» SÉRIE DE TÂCHES
(A) Restituez le passage de l'entretien qui va de « Je me fais peut-être » jusqu'à « est déjà dépassée. ».
(B) Traduisez en anglais, s'il vous plaît, cette phrase de l'entretien : « Cela devait être leur plus belle collaboration et finir en apothéose. »
(C) Répondez à ces questions d'après l'entretien :
(i) Où se trouve le Light Stage 5 ?
(ii) Combien de temps les acteurs y sont-ils scannés en temps normal ?
(iii) Quel est le nom du chef opérateur de Roman Polanski cité ?

» EXTRAIT DU DOCUMENT
--------------------------------------------------
Nous avons tourné cette  scène dans un vrai studio de Los Angeles, le Light Stage 5 situé sur le campus de l’USC (University of Southern California). En temps normal, ils scannent les acteurs pendant seulement 30 secondes. J’ai d’abord imaginé tourner une scène très cynique où Robin entrait sous le dôme de lumière, et quelques secondes plus tard tout était terminé, elle signait son contrat et acceptait de ne plus apparaitre à l’écran, en laissant son double numérique faire le travail. Comme j’avais la chance d’avoir des acteurs du calibre d’Harvey et Robin, je me suis dit que cette scène devait être leur scène d’adieu, qu’il s’agissait de la dernière grande performance de Robin avant de disparaître et de laisser place à son avatar. Cela devait être leur plus belle collaboration et finir en apothéose. C’est une idée de cinéma qui a vu le jour grâce à ces deux acteurs.

Tout à fait, mais vous semblez dépeindre cette nouvelle technologie comme une manière pour l’industrie de se débarrasser des acteurs et des techniciens, alors que cette révolution a été menée par des réalisateurs comme Robert Zemeckis et James Cameron et non par les dirigeants des studios.

Vous avez raison, c’est la première fois que l’on me fait remarquer cela, je n’y avais pas pensé auparavant. C’est effectivement une volonté des réalisateurs, mais ce studio de captation dans lequel nous avons tourné existe avant tout pour rassurer l’industrie. Lors de la prochaine grosse crise du secteur, ces gens-là viendront voir les dirigeants des studios en leur proposant de baisser leurs coûts de production en utilisant leurs services. C’est avant tout une histoire de gros sous.

Je pense que le conflit entre acteurs et acteurs numériques est difficile à prévoir. Quand j’observe mes enfants, je me rends compte qu’à un an ils savent déjà manipuler un i-pod, qu’à cinq ans la playstation n’a plus de secret pour eux, alors comment savoir si, dans quelques années, ils se soucieront de savoir si le personnage à l’écran est réel.
Quand je suis allé voir Tintin avec eux, j’étais perdu face à ce que je voyais à l’écran. Cela ne ressemblait ni à un dessin animé, ni à un film classique. J’ai détesté ce rendu à mi-chemin entre cinéma virtuel et animation, mais mes enfants ont adoré le film. Peut être qu’un jour ils liront cette interview et se diront que mon discours est aussi désuet que celui des opposants à l’arrivée du parlant.
Je me fais peut-être vieux mais je ne suis pourtant pas allergique à la technologie. Quand j’ai dû choisir entre tourner mon film en 35 mm ou en numérique j’ai fait de nombreux test et quand j’ai vu le résultat à l’écran je me suis dit que le 35mm était mort. Après tout, peut-être que toute cette discussion sur le cinéma virtuel est aussi ridicule que celle en son temps sur les premières caméras numériques. Il y a cinq ans je discutais avec Pawel Edelman le chef opérateur de Roman Polanski qui devait tourner le film, il  me déconseillait de tourner le film en numérique et aujourd’hui cette discussion est déjà dépassée.
--------------------------------------------------
» ENTRÉES FOURNIES
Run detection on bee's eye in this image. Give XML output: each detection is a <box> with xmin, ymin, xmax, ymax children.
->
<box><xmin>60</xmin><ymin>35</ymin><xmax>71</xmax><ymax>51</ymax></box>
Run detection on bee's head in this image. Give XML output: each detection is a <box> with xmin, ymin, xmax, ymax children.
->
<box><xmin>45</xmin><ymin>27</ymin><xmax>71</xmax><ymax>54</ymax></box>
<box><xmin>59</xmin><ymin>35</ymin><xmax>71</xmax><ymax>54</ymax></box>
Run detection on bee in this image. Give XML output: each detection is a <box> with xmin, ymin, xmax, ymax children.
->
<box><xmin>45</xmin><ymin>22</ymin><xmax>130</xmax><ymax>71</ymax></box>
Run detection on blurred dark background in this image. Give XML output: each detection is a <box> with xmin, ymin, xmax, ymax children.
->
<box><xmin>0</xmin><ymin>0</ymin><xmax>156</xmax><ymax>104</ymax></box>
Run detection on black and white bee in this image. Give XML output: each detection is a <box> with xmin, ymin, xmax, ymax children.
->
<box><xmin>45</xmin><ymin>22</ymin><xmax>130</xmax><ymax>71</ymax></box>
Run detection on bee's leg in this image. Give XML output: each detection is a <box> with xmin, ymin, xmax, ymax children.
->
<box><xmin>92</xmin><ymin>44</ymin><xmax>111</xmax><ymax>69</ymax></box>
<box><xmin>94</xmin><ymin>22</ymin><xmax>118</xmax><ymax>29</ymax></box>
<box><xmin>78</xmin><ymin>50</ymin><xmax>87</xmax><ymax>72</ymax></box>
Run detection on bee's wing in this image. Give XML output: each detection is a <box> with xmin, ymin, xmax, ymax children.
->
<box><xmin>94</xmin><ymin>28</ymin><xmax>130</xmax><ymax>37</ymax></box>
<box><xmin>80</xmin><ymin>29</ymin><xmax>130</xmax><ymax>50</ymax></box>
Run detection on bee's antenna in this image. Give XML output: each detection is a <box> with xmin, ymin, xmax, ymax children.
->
--------------------------------------------------
» RÉPONSES PAR TÂCHE
(A)
Je me fais peut-être vieux mais je ne suis pourtant pas allergique à la technologie. Quand j’ai dû choisir entre tourner mon film en 35 mm ou en numérique j’ai fait de nombreux test et quand j’ai vu le résultat à l’écran je me suis dit que le 35mm était mort. Après tout, peut-être que toute cette discussion sur le cinéma virtuel est aussi ridicule que celle en son temps sur les premières caméras numériques. Il y a cinq ans je discutais avec Pawel Edelman le chef opérateur de Roman Polanski qui devait tourner le film, il  me déconseillait de tourner le film en numérique et aujourd’hui cette discussion est déjà dépassée.

(B) It was meant to be their finest collaboration and to end in a grand finale.

(C)
(i) Sur le campus de l'USC (University of Southern California), à Los Angeles.
(ii) Seulement 30 secondes.
(iii) Pawel Edelman.